======== Material shown ========

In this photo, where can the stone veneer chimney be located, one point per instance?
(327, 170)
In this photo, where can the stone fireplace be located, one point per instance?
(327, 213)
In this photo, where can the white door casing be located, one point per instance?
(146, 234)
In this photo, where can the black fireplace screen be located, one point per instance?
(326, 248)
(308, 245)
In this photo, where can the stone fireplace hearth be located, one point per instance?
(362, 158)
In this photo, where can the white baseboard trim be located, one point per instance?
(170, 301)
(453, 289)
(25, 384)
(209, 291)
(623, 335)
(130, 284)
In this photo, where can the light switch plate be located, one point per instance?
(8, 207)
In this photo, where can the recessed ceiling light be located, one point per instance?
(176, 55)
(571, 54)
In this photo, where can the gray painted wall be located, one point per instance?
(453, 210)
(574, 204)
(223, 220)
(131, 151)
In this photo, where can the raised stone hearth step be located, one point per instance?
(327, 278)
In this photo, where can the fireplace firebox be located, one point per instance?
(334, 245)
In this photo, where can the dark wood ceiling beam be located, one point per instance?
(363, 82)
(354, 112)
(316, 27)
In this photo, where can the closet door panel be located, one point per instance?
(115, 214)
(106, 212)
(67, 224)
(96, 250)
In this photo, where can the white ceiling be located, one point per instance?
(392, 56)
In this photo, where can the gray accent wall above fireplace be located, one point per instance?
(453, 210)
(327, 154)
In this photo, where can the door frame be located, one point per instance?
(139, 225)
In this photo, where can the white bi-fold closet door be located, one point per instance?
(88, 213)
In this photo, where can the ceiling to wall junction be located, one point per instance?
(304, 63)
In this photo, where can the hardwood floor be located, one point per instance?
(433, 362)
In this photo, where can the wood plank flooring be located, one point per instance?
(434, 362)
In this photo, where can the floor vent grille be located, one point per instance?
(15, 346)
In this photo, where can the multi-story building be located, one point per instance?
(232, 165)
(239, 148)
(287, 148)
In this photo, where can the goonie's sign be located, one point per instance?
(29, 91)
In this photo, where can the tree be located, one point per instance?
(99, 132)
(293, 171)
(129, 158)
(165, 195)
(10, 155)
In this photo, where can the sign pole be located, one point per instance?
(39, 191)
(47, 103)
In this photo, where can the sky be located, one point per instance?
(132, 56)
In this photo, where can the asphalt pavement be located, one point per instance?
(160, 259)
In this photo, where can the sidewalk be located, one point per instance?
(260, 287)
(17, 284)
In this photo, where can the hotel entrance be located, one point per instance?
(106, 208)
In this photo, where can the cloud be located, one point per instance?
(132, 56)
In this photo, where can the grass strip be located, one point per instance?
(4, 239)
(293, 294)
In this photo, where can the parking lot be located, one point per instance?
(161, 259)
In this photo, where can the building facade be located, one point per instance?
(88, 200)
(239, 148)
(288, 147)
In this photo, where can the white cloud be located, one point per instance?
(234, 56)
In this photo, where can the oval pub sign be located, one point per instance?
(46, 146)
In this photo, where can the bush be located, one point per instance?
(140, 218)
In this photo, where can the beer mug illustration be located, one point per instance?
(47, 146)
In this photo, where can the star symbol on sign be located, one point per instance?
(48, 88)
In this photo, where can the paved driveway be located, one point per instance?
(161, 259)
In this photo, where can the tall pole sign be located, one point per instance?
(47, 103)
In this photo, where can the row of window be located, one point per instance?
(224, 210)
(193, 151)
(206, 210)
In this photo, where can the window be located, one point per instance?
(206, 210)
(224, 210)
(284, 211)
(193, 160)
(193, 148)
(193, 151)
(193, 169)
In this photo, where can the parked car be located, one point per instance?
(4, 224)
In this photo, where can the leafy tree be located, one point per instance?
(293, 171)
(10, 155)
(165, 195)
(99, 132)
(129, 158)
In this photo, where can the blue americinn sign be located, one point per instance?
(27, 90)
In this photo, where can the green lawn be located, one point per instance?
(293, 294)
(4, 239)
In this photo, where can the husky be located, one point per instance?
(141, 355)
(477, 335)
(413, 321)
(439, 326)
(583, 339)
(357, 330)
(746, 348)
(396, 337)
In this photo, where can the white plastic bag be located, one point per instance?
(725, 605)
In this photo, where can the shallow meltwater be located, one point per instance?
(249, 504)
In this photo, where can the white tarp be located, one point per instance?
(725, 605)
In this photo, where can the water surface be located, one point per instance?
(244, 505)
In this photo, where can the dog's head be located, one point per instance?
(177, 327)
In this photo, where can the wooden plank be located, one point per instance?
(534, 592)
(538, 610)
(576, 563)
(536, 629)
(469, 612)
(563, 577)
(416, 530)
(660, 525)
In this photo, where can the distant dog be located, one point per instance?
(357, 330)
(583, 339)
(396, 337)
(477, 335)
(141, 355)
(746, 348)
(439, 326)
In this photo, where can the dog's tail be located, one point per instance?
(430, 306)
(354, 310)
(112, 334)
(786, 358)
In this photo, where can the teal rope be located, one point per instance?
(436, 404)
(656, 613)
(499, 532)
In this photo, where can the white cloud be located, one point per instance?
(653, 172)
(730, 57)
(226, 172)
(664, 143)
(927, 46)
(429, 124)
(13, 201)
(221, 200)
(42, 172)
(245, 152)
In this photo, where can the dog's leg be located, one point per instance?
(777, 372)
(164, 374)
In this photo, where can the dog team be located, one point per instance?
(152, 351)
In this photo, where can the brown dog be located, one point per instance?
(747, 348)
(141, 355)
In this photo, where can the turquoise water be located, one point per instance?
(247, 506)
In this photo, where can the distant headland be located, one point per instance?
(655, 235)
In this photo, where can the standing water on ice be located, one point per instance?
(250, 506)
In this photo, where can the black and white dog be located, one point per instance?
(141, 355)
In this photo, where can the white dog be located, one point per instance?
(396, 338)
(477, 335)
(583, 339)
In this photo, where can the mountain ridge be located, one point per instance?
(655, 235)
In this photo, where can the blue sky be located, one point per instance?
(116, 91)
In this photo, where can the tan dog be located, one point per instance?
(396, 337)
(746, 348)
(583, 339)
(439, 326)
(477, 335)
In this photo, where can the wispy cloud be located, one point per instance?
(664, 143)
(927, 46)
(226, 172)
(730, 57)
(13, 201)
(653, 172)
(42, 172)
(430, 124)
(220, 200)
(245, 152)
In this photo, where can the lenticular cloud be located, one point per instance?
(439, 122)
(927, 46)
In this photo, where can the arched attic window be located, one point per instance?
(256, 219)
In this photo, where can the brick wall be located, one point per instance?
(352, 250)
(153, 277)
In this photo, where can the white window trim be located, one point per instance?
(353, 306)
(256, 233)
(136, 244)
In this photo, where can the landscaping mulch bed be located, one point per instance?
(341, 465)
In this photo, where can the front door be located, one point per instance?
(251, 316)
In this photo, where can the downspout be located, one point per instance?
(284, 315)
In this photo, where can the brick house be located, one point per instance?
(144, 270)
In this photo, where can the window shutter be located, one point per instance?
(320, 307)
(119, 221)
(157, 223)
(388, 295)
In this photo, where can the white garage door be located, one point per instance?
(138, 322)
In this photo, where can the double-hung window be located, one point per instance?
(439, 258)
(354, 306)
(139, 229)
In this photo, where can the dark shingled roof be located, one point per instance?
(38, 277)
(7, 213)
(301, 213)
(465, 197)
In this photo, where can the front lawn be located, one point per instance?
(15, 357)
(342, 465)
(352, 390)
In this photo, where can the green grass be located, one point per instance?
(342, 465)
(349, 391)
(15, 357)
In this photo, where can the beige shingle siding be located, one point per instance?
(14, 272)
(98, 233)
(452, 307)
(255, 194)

========

Reproduce all of the material above line for line, without altering any character.

In this photo, where can the stone veneer chimney be located, one point per instance?
(327, 170)
In this photo, where can the stone fireplace be located, one point per instance?
(327, 213)
In this photo, where can the white door casing be located, one point per instance?
(146, 234)
In this photo, where can the black fireplace screen be located, one point per instance?
(326, 248)
(308, 245)
In this photo, where can the stone fireplace hearth be located, one point per instance?
(362, 158)
In this photo, where can the white baseboard trim be located, one point per instance?
(170, 301)
(453, 289)
(25, 384)
(209, 291)
(623, 335)
(130, 284)
In this photo, where can the light switch plate be located, one point per instance?
(8, 207)
In this photo, where can the recessed ceiling light be located, one point per instance?
(176, 55)
(571, 54)
In this photo, where can the gray painted wall be located, one point per instance?
(453, 210)
(574, 204)
(223, 220)
(131, 151)
In this photo, where can the raised stone hearth step be located, one point per instance?
(327, 278)
In this photo, where can the fireplace firebox be located, one point per instance?
(334, 245)
In this photo, where can the dark wood ceiling beam be located, one point per instance?
(363, 82)
(354, 112)
(316, 27)
In this photo, where can the closet door panel be located, one point per instance?
(115, 214)
(106, 212)
(67, 224)
(96, 250)
In this photo, where can the white ceiling be located, one point per instance?
(392, 56)
In this photo, where can the gray accent wall above fireplace be located, one point per instance?
(453, 210)
(327, 154)
In this photo, where can the door frame be located, one point per instance?
(139, 225)
In this photo, where can the white bi-fold closet door be located, one point per instance?
(88, 213)
In this photo, where can the ceiling to wall junction be located, one point per instance?
(304, 63)
In this photo, where can the hardwood floor be located, one point per instance?
(433, 362)
In this photo, where can the wood plank flooring be located, one point per instance?
(434, 362)
In this photo, where can the floor vent grille be located, one point per instance?
(15, 346)
In this photo, where can the multi-story building be located, one point per instance?
(232, 165)
(239, 148)
(287, 148)
In this photo, where can the goonie's sign be located, one point per instance?
(29, 91)
In this photo, where can the tree be located, one point per instance?
(99, 132)
(293, 171)
(129, 158)
(165, 195)
(10, 155)
In this photo, where can the sign pole be located, one point per instance?
(39, 191)
(47, 103)
In this photo, where can the sky be located, one point per instance?
(132, 56)
In this photo, where can the asphalt pavement be located, one point per instance?
(160, 259)
In this photo, where can the sidewalk be located, one point per instance?
(260, 287)
(17, 284)
In this photo, where can the hotel entrance be located, one point per instance?
(106, 208)
In this photo, where can the cloud be located, one point per instance?
(132, 56)
In this photo, where can the grass strip be located, one point per instance?
(4, 239)
(293, 294)
In this photo, where can the parking lot be located, one point per instance?
(161, 259)
In this photo, where can the building facade be located, one point per instance?
(88, 200)
(239, 148)
(288, 147)
In this photo, where can the white cloud be located, one point per instance?
(234, 56)
In this photo, where can the oval pub sign be located, one point per instance?
(46, 146)
In this photo, where can the bush be located, one point per instance?
(140, 218)
In this photo, where can the beer mug illustration be located, one point per instance?
(47, 146)
In this photo, where can the star symbol on sign be located, one point per instance?
(48, 88)
In this photo, where can the paved driveway be located, one point per instance?
(161, 259)
In this photo, where can the tall pole sign be located, one point per instance?
(47, 103)
In this photo, where can the row of window be located, one point per instance?
(224, 210)
(193, 151)
(206, 210)
In this photo, where can the window be located, one point per instance?
(206, 210)
(224, 210)
(284, 211)
(193, 160)
(193, 148)
(193, 151)
(193, 169)
In this photo, where can the parked car be located, one point per instance?
(4, 224)
In this photo, where can the leafy tree be located, one point per instance?
(293, 171)
(10, 155)
(165, 195)
(99, 132)
(129, 158)
In this photo, where can the blue americinn sign be located, one point per instance?
(27, 90)
In this photo, where can the green lawn be located, one point per instance?
(293, 294)
(4, 239)
In this photo, where can the husky be located, one point per instance?
(141, 355)
(477, 335)
(413, 321)
(439, 326)
(583, 339)
(357, 330)
(746, 348)
(396, 337)
In this photo, where can the white plastic bag be located, one point per instance?
(725, 605)
In this photo, where can the shallow meltwater be located, one point per instance?
(249, 504)
In this photo, where can the white tarp be located, one point per instance?
(725, 605)
In this photo, where can the water surface be located, one point per instance?
(244, 505)
In this photo, where can the dog's head be located, one point per instance?
(177, 327)
In this photo, where can the wooden plank be located, one point per instance?
(534, 592)
(538, 610)
(576, 563)
(536, 629)
(469, 612)
(563, 577)
(416, 530)
(660, 525)
In this photo, where can the distant dog be located, one point per instance?
(357, 330)
(583, 339)
(396, 337)
(477, 335)
(141, 355)
(746, 348)
(439, 326)
In this photo, where can the dog's tail be located, one point per instance?
(430, 306)
(354, 310)
(112, 334)
(786, 358)
In this photo, where can the teal rope be located, one point per instance?
(436, 404)
(656, 613)
(499, 532)
In this photo, where can the white cloud be located, one point per instance?
(653, 172)
(730, 57)
(226, 172)
(664, 143)
(927, 46)
(429, 124)
(13, 201)
(221, 200)
(42, 172)
(245, 152)
In this photo, where can the dog's leg be located, one point per instance?
(777, 372)
(164, 374)
In this photo, where can the dog team be located, one point per instance?
(152, 351)
In this photo, where can the brown dog be located, one point per instance?
(747, 348)
(141, 355)
In this photo, where can the turquoise water be located, one point per instance?
(247, 506)
In this photo, where can the distant headland be located, one point per instance?
(655, 235)
In this photo, where can the standing water on ice be located, one point per instance?
(250, 506)
In this photo, where can the black and white dog be located, one point per instance?
(141, 355)
In this photo, where can the white dog be located, one point per instance?
(396, 338)
(477, 335)
(583, 339)
In this photo, where can the mountain ridge be located, one point per instance?
(655, 235)
In this photo, where can the blue sky be located, one point per instance?
(116, 91)
In this photo, where can the tan dog be located, one point per instance?
(396, 337)
(746, 348)
(583, 339)
(439, 326)
(477, 335)
In this photo, where can the wispy cloud be located, one point per instance?
(664, 143)
(927, 46)
(226, 172)
(730, 57)
(13, 201)
(653, 172)
(42, 172)
(430, 124)
(220, 200)
(245, 152)
In this photo, where can the lenticular cloud be located, one point per instance?
(439, 122)
(927, 46)
In this photo, where can the arched attic window be located, one point per instance?
(256, 219)
In this photo, where can the brick wall be located, one point per instance?
(352, 250)
(153, 277)
In this photo, where can the white window trim be located, one point per instance?
(353, 306)
(256, 233)
(136, 244)
In this photo, where can the landscaping mulch bed be located, one point per instance?
(341, 465)
In this photo, where can the front door be located, one point per instance?
(251, 316)
In this photo, where can the downspout be located, one point per instance?
(284, 315)
In this photo, where can the brick house be located, one point per instance?
(144, 270)
In this photo, where can the window shutter be located, one point per instance?
(320, 307)
(119, 221)
(157, 223)
(388, 295)
In this photo, where can the white garage door be located, one point per instance?
(138, 322)
In this photo, where can the double-hung window be located, one point per instance?
(439, 258)
(354, 306)
(139, 229)
In this photo, where can the dark shingled roof be located, one point per instance?
(38, 277)
(7, 213)
(301, 213)
(465, 197)
In this photo, where can the front lawn be located, one point per instance?
(15, 357)
(342, 465)
(352, 390)
In this photo, where can the green grass be located, one point per instance?
(342, 465)
(349, 391)
(15, 357)
In this photo, where can the beige shingle siding be located, one point per instance?
(14, 272)
(98, 233)
(452, 307)
(255, 194)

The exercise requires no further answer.